PASSAGE TO READ:

☆ ☆ ☆ ☆

GB: One of the many things that haunts me that found its way into this book as an atmosphere is the ways that white women have been used and allowed themselves to be used as an excuse for really horrific violence against Black people all over the country that I think we often associate that history with the South and I definitely grew up thinking of it as a Southern horror, histories of lynching in particular. At some point, that haunting became attached to the haunting of being someone who, by disposition and how I was raised, was really obsessed with ideas of spiritual purity, I thought that a kind of goodness and purity, not from a racial standpoint but from a spiritual standpoint, was something attainable if I could only work hard enough at it, pray enough about it, and whatnot. When I realized or admitted the myth of that idea, I think there was a way that we got all these just damaging myths of purity to come together. They’re really terrifying and it can be really difficult to peel them away or try to see clearly through them. I think that’s an idea that’s haunting this whole book for sure.

DN: Another power differential I wanted to talk about is the one between humans and animals including goats but beyond goats, particularly because so many of the animals in the book are domesticated animals, not all of them, but there are dogs, cats, sheep, lamb, pig, and rabbit but there’s also many others, bear, deer, squirrel, yellowjackets, ants, fish, owls, snakes, spiders, an ancient tortoise, eel. But before we talk about animals, which are as present or, in some cases, more present than the human, I’d love to hear the poem The Dog, yet another poem that comes with a story about it. It’s a poem that is set apart from the rest of the collection that we encounter before the epigraph page, alongside no other poems, and you’ve spoken about, you’ve narrativized about this poem outside of the collection and why it ends up here. You also have a story of studying under Vievee Francis, her calling you out at Bread Loaf, that we’d love to hear, that led to this poem. If you could talk about The Dog in relationship to that workshop but also then The Dog in relationship to the collection and why you wanted it to be the first thing we encounter and apart from everything else.

GB: I was at The Bread Loaf Writers’ Conference one summer and I was in Vievee Francis’ workshop, and she really saw through me and saw through a lot of students, we would talk about this, how we had been seen and called into a truer relationship with our subjects in various ways by her. I think she’s just an incredible teacher and poet. It was such a short amount of time that we were all together in Vermont, workshopping poems together but the impact that she’s had on me and on so many other poets is just absolutely profound. The things she said to me that led to this poem, in particular, were about daring to be ugly and ferocious, and even mean in a poem, also to risk clarity, whatever that might mean, and also to stop trying to impress other people but particularly certain male mentors that I may have had because there is this side of me that is a star student, I like to please the people with authority over me by disposition and that’s something that I was really trying to get away from in this book. She helped me really get away from it I think. [laughs] I was in Vermont, I was in this writing workshop with Vievee and she gave me the assignment to write an ugly and ferocious poem. I went off and I wrote the first draft of The Dog which hasn’t changed very much since that original draft, which is rare for me as we know now, [laughs] although I have tinkered with it here and there.

☆ ☆ ☆ ☆

REQUIRED WORK:
1: In the interview, rewrite the paragraph beginning "I was at The Bread Loaf Writers' Conference" as a short bulleted list that keeps its main facts.
2: Extend the interview from its last sentence, keeping the same conversational voice.

Named object pointing entries
☆ ☆ ☆ ☆

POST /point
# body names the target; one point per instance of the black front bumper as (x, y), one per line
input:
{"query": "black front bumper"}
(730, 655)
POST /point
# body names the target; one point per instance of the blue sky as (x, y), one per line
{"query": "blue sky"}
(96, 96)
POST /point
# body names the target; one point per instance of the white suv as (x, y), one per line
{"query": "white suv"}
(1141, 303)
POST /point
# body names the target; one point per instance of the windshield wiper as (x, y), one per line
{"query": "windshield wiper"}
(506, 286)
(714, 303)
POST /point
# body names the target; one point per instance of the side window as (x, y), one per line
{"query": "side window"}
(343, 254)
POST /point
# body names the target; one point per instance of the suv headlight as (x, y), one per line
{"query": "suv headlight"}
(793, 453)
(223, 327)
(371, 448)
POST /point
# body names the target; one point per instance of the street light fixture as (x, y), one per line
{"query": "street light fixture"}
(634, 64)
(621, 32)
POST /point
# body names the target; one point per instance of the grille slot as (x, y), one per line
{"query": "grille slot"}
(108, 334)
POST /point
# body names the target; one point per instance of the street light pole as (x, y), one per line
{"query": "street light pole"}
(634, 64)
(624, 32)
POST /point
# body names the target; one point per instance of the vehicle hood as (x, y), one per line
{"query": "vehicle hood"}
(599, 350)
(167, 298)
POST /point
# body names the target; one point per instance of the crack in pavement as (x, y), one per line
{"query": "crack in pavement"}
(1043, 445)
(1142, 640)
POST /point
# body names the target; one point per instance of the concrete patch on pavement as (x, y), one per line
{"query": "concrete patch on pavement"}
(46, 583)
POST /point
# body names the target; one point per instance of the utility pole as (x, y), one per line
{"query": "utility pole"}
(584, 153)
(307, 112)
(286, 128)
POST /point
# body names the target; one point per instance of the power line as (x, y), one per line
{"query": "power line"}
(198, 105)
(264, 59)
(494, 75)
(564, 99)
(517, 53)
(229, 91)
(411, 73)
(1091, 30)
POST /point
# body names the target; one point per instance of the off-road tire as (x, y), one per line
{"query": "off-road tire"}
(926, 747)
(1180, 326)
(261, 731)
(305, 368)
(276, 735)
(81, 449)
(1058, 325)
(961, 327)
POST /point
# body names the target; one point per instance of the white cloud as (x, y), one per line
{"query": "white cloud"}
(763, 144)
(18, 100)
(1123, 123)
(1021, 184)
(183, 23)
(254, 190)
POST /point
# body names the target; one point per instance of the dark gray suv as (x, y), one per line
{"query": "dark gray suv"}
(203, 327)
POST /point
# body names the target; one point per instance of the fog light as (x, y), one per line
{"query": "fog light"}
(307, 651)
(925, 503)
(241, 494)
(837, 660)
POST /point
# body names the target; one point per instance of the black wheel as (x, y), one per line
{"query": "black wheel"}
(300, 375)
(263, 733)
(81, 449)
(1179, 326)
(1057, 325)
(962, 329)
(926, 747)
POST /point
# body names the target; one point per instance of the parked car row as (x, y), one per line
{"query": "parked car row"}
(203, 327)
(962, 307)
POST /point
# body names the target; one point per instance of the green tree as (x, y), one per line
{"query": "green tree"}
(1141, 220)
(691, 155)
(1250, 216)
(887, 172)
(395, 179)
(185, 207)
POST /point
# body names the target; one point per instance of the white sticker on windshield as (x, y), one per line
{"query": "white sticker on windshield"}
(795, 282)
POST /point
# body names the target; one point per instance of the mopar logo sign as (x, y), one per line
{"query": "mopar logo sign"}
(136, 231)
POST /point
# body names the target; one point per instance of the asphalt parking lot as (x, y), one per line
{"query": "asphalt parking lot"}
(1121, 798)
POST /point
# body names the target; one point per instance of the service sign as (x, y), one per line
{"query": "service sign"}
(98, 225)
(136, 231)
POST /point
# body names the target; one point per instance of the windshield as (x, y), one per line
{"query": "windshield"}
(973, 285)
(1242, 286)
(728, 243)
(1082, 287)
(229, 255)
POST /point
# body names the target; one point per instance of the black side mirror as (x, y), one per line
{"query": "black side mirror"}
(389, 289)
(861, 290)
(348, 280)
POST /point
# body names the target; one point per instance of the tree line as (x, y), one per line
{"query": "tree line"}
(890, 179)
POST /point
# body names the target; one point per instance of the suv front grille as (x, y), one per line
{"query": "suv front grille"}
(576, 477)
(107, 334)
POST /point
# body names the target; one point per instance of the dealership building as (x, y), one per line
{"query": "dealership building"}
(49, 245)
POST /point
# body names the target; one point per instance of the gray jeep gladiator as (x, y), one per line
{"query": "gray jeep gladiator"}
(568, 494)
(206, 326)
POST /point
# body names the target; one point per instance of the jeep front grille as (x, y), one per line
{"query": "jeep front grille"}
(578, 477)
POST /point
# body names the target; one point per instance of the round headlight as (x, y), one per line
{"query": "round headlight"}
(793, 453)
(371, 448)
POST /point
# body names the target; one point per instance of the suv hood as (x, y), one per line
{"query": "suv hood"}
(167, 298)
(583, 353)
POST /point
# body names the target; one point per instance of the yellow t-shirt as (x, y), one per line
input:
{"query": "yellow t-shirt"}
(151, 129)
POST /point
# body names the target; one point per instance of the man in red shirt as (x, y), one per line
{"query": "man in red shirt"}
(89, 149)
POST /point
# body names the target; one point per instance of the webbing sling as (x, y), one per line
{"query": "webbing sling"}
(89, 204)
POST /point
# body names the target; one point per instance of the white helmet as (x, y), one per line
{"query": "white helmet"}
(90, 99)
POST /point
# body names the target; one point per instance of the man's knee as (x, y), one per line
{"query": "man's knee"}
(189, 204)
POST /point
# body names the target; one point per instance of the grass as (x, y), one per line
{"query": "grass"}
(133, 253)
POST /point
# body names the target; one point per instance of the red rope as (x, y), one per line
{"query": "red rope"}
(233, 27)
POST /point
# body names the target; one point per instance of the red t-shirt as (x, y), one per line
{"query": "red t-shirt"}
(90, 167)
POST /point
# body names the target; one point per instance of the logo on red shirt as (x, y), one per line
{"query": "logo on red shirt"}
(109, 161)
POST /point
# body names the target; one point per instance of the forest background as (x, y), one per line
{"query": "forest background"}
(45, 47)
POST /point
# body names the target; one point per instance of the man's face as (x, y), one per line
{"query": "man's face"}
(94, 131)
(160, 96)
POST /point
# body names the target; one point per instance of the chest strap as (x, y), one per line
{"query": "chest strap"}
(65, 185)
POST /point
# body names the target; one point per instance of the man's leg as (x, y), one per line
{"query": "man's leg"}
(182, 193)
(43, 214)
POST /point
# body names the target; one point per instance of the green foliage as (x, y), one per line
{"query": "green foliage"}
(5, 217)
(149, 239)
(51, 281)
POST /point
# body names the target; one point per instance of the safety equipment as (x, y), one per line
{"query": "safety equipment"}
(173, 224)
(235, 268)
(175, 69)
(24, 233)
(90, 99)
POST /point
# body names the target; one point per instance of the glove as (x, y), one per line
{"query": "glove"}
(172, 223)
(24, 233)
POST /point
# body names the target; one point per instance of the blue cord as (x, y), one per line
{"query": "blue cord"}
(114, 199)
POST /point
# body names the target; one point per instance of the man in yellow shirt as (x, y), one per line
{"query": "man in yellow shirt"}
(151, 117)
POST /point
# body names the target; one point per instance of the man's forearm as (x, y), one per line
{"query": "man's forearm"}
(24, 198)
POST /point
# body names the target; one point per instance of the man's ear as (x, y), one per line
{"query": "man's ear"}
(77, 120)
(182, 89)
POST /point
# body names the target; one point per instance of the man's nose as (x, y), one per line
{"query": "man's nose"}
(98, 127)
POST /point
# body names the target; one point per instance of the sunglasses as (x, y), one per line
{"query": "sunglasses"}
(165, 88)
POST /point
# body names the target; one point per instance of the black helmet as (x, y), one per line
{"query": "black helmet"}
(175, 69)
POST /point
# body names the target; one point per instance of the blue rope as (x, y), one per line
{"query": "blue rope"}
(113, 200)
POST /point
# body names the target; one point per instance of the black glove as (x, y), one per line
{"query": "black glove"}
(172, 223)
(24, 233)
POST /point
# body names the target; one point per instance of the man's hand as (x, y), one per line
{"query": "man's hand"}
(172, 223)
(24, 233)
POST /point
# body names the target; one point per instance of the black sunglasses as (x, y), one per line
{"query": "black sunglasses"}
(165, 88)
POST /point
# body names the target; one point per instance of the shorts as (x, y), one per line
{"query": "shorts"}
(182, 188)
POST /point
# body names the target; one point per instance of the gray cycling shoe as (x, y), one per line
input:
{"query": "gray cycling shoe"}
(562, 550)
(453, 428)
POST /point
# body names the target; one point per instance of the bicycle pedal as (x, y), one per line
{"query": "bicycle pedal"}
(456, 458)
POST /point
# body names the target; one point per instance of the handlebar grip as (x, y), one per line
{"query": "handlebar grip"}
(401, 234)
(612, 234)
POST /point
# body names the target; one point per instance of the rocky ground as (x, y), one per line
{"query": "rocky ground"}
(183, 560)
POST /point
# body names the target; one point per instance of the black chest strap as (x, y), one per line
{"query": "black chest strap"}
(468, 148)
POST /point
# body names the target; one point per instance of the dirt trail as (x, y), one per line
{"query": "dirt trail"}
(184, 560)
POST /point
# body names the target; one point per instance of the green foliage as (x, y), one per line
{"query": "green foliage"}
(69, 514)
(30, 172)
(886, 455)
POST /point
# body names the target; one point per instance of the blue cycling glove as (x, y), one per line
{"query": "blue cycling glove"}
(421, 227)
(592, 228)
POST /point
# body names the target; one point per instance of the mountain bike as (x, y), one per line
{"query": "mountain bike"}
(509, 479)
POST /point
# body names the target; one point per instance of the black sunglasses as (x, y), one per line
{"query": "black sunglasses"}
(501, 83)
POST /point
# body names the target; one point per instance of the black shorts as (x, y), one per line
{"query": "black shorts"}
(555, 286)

☆ ☆ ☆ ☆

IN RESPONSE:
1:
- The speaker was in Vievee Francis' workshop at the Bread Loaf Writers' Conference one summer. She saw through the speaker and many other students and called them into a truer relationship with their subjects.
- The time together in Vermont was short, but her impact on the speaker and on many other poets has been profound.
- She urged the speaker to dare to be ugly, ferocious, and even mean in a poem, and to risk clarity.
- She also urged the speaker to stop trying to impress others, especially certain male mentors. This was a star-student habit of pleasing authority that the speaker was trying to leave behind in this book.
- She assigned an ugly and ferocious poem. The speaker then wrote the first draft of The Dog, which has changed very little since, apart from some tinkering.

2:
DN: And tell us where it is too.

GB: Oh, yeah. It was so difficult to know where to put this poem because it is very intense I would say. I personally often need a little bit of a break after reading it, a bit of a breath, a bit of space, so I thought readers might also appreciate that. It felt like it either had to be first or it had to be last. It didn’t feel right for it to be last because there’s something in its severity that doesn’t feel true to the emotional arc of a book as a whole, which is reaching for a more nuanced and tender kind of love. This felt like a brutal starting point for the book that we would then depart from. People would read it and they’d know what they were in for in some ways in terms of themes and a kind of intensity that I thought might be good to foreground.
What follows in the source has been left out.